▶ [Exercise brief] Copy every entry below verbatim, except for images.

▶ [Source material]
=-=-=-=-=

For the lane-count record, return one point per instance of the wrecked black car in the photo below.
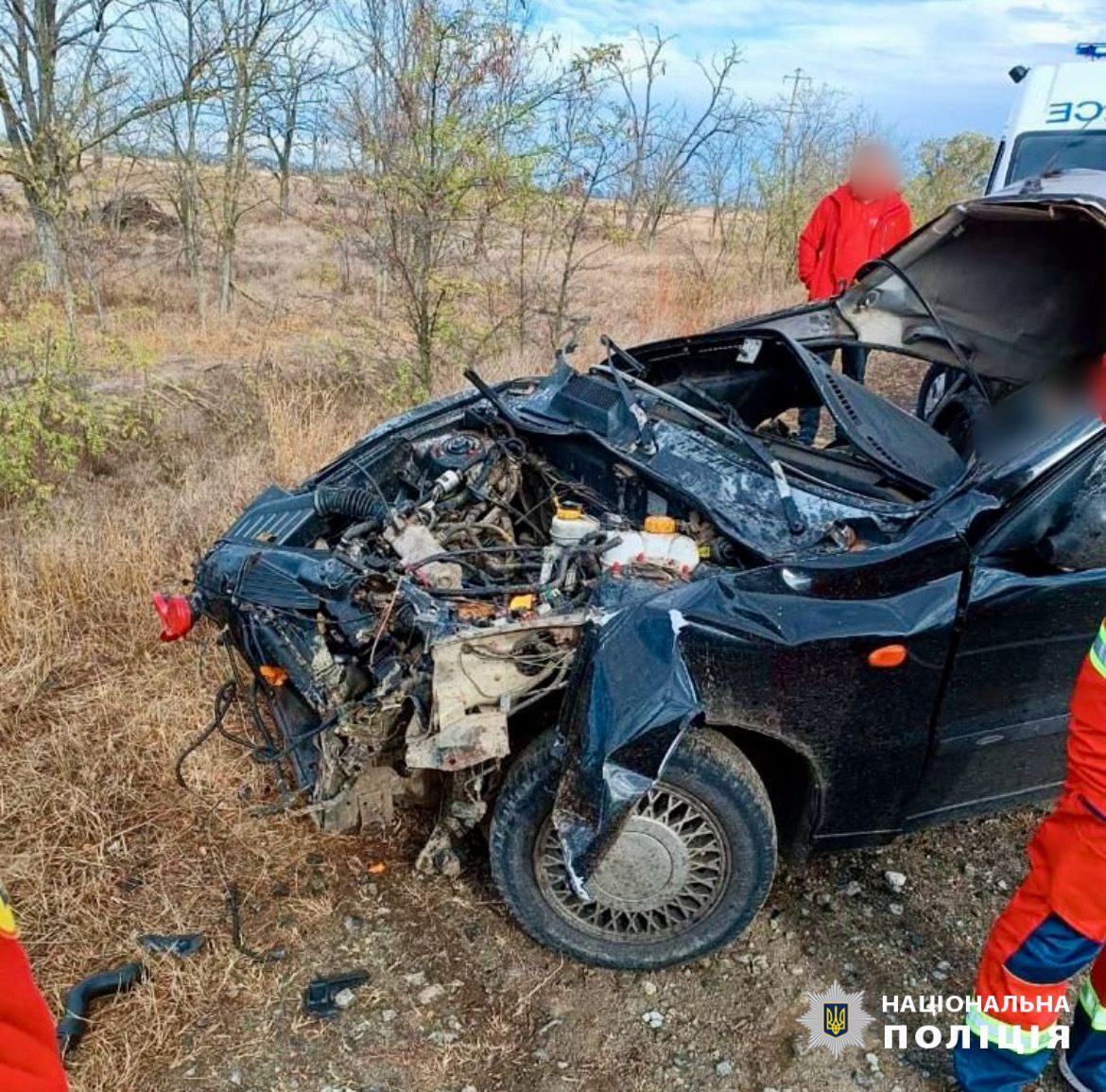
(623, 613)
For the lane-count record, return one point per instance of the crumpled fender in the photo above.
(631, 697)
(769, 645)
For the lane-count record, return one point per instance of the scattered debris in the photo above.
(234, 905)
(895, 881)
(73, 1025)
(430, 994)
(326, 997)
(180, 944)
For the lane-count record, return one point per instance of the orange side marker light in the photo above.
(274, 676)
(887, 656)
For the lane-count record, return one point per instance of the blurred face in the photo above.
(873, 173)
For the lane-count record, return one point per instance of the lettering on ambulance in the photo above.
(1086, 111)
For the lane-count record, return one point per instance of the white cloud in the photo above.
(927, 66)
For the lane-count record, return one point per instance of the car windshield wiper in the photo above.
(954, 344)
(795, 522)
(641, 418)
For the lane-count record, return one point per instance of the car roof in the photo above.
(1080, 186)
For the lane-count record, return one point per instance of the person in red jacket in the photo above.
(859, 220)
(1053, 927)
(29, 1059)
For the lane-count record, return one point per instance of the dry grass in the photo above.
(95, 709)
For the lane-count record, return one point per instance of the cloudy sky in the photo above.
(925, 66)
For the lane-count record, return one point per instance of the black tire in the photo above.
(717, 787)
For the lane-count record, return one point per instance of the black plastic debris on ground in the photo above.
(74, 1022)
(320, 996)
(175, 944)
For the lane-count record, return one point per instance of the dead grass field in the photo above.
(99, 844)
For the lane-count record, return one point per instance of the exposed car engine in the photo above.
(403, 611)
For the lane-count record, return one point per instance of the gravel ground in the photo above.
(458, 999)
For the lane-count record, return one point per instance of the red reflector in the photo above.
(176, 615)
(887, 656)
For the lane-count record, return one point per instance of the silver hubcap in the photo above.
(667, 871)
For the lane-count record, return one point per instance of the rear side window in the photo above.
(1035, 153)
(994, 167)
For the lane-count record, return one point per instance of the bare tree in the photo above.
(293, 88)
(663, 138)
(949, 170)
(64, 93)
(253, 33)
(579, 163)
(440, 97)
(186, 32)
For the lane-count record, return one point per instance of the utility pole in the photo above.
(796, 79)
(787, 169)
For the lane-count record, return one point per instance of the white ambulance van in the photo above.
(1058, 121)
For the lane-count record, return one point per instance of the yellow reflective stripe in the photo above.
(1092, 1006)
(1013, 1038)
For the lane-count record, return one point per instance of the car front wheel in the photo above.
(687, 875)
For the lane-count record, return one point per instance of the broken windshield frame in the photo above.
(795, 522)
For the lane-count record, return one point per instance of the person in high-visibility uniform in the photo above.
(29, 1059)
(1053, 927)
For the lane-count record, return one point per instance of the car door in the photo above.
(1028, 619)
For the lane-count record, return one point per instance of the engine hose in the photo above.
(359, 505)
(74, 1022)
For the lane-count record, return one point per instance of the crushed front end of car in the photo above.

=-=-=-=-=

▶ [Your solution]
For the lane-count record, return one point per instance of the wrecked black car in the photo below.
(623, 613)
For the lane-count record, return one point per instance of the crumpled fender in the photo above.
(631, 697)
(769, 645)
For the lane-count record, return one point per instance of the scattered debris in the photo above.
(234, 905)
(895, 881)
(73, 1025)
(430, 994)
(326, 997)
(180, 944)
For the lane-count record, return one point per instance of the orange side marker light in the photo above.
(274, 676)
(887, 656)
For the lane-count record, return one point per instance of the blurred face in the photo above.
(873, 173)
For the lane-count record, return one point per instance of the lettering on ambulance in the photo above.
(1086, 111)
For the lane-count record, return one point per instance of the white cloud in the photo above.
(927, 66)
For the lane-count record, return one point per instance of the car windshield wiper in the photo above.
(954, 344)
(795, 522)
(641, 418)
For the lane-count record, return one point per instance of the car roof in the photo above.
(1080, 186)
For the lane-count record, return one point per instance of the person in red jacket in the photo above.
(859, 220)
(1053, 927)
(29, 1059)
For the lane-count record, return one point per instance of the dry grass in the photo above.
(95, 709)
For the lane-count record, return one point per instance of the cloudy sky in the photo above.
(925, 66)
For the lane-count record, return one point per instance of the black tire in the photo above.
(717, 787)
For the lane-count record, return one point per instance of the black plastic debris on ground in the photo above.
(74, 1022)
(320, 996)
(175, 944)
For the lane-count record, return one point per instance of the dead grass field in the photo above.
(99, 844)
For the lane-count record, return one point per instance of the exposed car engine in the photo above.
(403, 611)
For the lane-count record, return one point per instance of the gravel ground in the photo above.
(458, 999)
For the lane-count record, return one point per instance of the red reflector in the photo above.
(176, 615)
(887, 656)
For the lane-count record, return one point per instance of the silver hubcap in the photo above.
(667, 871)
For the lane-count record, return one point per instance of the rear side window in the photo above.
(1035, 153)
(994, 167)
For the lane-count record, return one point per instance of the bare tree in the photo above.
(293, 88)
(663, 138)
(949, 170)
(64, 93)
(253, 33)
(579, 163)
(440, 97)
(186, 32)
For the lane-count record, return one point per instance of the utility pole in the photo above.
(796, 79)
(787, 169)
For the lane-count record, return one point per instance of the white ambulance van in the photo above.
(1058, 121)
For the lane-count record, return one point per instance of the yellow reflective stripe in the photo above.
(1092, 1006)
(1013, 1038)
For the lane-count record, return one point per instance of the car front wheel in the photo above.
(687, 875)
For the lane-count record, return one point per instance of the broken windshield frame in the photo above.
(795, 522)
For the lane-count record, return one point per instance of the person in high-visibility uniform in the photo above.
(29, 1059)
(1053, 927)
For the lane-count record, return one point per instance of the car door in the photo above.
(1028, 619)
For the lane-count record, return one point per instance of the engine hose in the photo above.
(359, 505)
(74, 1022)
For the lane-count record, return one point per instance of the crushed front end of car in the photo above.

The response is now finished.